▶ [WRITTEN INSTRUCTION] Transcribe the lines of the records starting with the one that has "In this photo, where can the ruined stone" in it and ending with the last, and transcribe nothing else.

(Point annotation dataset records)
════════════════
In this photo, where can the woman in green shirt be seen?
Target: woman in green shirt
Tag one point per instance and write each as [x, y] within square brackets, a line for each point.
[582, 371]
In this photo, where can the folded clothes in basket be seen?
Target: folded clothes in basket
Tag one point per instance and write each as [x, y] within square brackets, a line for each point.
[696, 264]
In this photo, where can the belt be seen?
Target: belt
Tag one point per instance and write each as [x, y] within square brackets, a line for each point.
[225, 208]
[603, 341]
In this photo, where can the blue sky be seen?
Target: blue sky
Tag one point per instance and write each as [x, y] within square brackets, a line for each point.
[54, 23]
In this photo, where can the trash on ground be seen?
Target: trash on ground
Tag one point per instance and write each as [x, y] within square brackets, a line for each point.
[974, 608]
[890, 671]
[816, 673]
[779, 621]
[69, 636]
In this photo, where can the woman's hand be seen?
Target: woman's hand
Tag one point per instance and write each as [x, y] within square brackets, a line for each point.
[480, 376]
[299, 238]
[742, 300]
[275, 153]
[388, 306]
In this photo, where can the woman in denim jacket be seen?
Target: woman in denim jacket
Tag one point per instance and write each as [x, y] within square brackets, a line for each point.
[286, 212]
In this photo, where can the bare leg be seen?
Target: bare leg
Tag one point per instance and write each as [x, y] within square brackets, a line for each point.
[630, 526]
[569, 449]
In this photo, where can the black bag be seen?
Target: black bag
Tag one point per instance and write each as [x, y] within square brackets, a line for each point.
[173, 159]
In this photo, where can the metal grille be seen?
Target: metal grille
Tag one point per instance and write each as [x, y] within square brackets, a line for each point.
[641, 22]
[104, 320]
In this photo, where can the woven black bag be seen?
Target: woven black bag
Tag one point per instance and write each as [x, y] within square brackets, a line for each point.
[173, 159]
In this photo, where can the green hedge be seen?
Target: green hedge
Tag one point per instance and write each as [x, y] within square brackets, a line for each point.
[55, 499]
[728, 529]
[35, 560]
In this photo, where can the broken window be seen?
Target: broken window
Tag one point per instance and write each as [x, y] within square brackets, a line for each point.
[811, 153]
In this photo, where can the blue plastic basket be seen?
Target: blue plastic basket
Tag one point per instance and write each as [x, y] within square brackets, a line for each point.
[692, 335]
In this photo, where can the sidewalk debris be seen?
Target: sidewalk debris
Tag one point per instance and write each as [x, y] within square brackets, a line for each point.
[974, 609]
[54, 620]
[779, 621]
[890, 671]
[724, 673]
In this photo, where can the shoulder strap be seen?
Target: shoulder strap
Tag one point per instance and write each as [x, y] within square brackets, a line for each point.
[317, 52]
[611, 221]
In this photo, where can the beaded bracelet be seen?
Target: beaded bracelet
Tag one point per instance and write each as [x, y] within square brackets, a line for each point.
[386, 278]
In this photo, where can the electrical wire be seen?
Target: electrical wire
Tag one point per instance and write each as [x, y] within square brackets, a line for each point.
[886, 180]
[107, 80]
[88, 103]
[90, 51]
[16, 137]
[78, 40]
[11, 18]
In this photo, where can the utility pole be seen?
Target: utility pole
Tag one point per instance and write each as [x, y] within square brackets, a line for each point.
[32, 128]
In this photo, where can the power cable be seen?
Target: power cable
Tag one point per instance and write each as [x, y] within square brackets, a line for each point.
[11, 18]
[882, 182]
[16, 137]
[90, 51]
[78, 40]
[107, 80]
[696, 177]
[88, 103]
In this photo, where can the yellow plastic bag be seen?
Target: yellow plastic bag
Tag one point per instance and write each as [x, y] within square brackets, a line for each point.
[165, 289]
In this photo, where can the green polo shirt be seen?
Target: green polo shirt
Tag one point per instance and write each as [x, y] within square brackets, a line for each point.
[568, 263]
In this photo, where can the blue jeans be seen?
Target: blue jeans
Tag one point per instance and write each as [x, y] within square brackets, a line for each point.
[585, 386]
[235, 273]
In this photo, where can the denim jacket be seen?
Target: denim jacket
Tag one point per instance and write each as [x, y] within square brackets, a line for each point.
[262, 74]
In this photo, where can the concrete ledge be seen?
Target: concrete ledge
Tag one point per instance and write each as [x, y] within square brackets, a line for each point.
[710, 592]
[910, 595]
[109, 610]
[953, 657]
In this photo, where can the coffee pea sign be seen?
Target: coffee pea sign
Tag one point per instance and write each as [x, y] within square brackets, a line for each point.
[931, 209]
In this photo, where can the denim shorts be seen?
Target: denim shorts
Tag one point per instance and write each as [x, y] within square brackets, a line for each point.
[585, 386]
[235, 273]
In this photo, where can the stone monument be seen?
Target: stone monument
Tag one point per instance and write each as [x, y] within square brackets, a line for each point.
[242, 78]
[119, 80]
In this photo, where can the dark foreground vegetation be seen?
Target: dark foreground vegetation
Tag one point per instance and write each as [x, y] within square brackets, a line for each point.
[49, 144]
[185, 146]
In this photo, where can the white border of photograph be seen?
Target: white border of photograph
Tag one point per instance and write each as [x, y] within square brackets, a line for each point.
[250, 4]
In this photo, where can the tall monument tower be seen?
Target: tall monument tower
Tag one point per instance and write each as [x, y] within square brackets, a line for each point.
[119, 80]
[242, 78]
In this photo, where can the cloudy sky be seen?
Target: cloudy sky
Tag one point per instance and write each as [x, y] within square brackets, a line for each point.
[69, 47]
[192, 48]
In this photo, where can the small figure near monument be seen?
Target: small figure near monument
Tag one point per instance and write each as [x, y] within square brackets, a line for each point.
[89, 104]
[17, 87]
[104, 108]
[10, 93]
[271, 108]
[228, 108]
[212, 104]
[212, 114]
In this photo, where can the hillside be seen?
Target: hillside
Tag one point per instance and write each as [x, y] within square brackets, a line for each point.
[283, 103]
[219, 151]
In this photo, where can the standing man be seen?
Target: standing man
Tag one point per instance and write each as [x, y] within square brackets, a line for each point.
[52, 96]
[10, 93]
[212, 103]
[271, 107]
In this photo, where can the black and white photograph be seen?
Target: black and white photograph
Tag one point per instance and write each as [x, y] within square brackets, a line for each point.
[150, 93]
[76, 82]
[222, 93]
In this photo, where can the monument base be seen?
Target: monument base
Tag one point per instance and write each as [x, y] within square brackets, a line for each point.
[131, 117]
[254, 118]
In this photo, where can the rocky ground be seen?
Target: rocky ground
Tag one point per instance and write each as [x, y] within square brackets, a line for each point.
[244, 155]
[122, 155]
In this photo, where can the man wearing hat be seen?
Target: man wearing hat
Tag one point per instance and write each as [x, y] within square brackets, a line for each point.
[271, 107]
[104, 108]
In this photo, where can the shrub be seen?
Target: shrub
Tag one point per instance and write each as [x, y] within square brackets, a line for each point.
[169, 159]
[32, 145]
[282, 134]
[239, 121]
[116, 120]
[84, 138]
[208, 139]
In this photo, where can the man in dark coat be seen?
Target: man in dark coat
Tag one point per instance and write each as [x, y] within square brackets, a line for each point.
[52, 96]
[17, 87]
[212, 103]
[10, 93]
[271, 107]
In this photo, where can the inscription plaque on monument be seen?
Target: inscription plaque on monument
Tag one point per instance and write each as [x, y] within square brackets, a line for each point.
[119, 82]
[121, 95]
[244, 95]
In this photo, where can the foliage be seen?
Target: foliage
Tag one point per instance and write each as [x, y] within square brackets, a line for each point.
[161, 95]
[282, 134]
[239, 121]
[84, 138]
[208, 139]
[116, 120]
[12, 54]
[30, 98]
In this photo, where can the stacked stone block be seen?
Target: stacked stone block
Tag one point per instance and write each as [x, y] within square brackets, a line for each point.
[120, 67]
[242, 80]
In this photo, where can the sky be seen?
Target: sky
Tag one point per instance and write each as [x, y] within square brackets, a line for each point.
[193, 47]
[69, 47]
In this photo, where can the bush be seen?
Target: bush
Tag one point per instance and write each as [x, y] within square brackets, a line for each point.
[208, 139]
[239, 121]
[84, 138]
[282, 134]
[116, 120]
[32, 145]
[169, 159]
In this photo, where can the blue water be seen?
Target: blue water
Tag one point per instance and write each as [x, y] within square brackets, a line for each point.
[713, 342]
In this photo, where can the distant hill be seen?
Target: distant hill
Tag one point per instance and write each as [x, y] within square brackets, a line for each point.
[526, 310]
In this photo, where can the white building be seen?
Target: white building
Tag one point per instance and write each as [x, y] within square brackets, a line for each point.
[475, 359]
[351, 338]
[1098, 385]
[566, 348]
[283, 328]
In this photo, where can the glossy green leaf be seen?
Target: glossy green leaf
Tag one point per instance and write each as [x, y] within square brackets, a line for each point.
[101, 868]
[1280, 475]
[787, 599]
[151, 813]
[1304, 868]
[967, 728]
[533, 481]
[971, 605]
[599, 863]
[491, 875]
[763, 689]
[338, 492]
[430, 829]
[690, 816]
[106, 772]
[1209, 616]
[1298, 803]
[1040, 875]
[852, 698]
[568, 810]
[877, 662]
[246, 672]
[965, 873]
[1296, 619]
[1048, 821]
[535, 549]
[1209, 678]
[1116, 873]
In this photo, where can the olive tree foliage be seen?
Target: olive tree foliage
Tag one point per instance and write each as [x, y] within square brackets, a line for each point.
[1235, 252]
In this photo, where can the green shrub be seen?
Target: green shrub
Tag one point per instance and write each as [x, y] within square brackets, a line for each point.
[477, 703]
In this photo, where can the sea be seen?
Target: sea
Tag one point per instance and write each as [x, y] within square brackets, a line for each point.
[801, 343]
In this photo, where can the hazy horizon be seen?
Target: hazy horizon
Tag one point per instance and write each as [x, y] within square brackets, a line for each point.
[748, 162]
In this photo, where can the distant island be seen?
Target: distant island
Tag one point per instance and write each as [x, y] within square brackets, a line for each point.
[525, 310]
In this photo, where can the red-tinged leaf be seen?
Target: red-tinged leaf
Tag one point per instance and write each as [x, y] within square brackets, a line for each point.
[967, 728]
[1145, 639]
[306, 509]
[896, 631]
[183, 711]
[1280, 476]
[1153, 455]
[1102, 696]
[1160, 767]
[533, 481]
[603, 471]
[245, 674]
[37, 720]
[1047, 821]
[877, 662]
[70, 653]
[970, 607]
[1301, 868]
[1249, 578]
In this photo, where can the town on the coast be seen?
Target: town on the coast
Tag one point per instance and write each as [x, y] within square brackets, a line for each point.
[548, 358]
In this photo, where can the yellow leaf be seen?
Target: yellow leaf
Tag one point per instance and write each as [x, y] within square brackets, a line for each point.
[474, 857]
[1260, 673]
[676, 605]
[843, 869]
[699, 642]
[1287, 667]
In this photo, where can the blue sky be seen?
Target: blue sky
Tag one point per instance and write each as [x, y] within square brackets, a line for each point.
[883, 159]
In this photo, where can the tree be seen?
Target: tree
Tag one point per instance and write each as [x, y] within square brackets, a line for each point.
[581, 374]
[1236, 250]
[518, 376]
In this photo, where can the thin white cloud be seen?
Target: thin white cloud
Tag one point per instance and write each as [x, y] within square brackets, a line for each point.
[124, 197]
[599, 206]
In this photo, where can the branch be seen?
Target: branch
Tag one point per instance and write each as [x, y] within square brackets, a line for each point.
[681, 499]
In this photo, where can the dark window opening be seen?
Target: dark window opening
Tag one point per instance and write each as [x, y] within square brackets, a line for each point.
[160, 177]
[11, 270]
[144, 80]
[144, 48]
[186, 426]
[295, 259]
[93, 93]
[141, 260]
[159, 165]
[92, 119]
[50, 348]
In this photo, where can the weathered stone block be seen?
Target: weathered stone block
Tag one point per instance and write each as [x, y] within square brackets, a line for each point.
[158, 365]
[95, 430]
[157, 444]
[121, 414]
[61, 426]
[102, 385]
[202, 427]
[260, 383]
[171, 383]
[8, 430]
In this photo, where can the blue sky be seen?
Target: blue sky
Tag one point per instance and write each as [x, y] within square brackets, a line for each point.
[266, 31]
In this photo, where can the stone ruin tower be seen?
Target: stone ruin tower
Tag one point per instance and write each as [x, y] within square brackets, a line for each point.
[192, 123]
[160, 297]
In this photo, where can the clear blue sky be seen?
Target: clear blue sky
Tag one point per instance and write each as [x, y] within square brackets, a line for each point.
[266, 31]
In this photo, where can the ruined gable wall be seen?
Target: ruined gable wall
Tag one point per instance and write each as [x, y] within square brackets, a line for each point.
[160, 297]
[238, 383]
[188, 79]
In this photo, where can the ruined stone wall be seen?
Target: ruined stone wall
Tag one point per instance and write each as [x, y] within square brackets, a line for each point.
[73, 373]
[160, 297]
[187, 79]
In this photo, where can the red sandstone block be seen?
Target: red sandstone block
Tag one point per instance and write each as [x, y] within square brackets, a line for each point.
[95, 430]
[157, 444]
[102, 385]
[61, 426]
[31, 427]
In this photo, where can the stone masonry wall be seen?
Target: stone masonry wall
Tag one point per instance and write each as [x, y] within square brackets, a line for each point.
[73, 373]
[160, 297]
════════════════
▶ [ANSWER TO THE EXERCISE]
In this photo, where can the ruined stone wall be seen?
Target: ruined stone wall
Tag one point per instance and write each as [x, y] within square brackets, a line for each point.
[73, 373]
[160, 297]
[187, 79]
In this photo, where can the red sandstone block be seen?
Target: red sandstone block
Tag one point per instance and write each as [x, y] within square brackets, a line for each point.
[95, 430]
[157, 444]
[102, 385]
[61, 426]
[31, 427]
In this photo, where can the stone masonry wall be seen?
Target: stone masonry wall
Tag one point per instance and write each as [x, y] within square brackets, a line for each point.
[73, 373]
[160, 297]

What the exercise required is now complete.